# Exercise material

════════

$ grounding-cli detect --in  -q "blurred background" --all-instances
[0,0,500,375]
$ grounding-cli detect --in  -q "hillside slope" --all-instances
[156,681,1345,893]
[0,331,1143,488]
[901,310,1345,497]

════════

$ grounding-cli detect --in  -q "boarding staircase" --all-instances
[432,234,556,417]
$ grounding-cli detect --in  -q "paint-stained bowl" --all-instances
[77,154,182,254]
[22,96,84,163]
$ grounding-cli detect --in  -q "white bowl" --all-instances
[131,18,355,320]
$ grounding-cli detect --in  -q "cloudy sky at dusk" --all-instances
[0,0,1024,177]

════════

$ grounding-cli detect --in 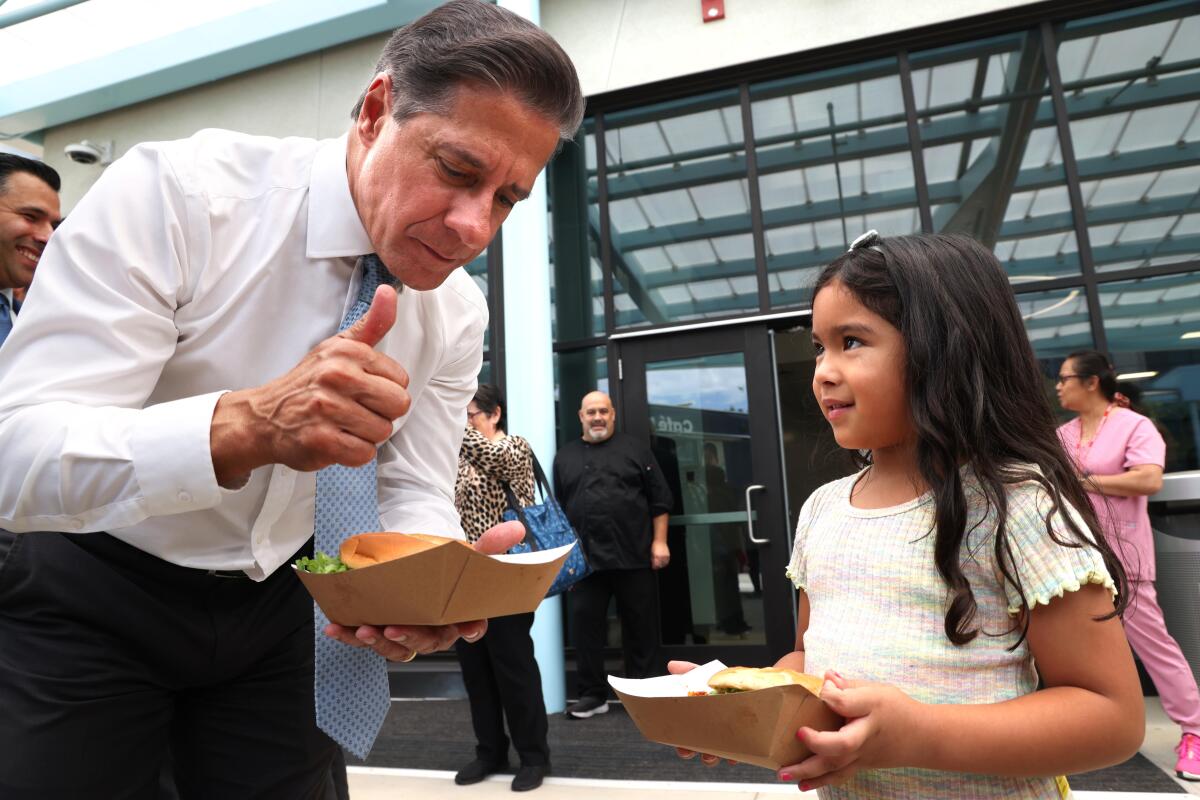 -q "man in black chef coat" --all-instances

════════

# Short exercise
Count the lines in the entries above that contain the string "bowl", where case counts. Reply with the number only.

# Completed exercise
2